INSTRUCTION » Recast the material below as a Markdown table with the columns "Row" and "Line," one numbered row per line and blank lines omitted.

MATERIALS PROVIDED »
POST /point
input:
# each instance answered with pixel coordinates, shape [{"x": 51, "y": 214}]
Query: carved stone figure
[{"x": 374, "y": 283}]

FINISHED ANSWER »
| Row | Line |
|---|---|
| 1 | POST /point |
| 2 | input: |
| 3 | # each instance answered with pixel coordinates, shape [{"x": 51, "y": 214}] |
| 4 | Query: carved stone figure |
| 5 | [{"x": 374, "y": 283}] |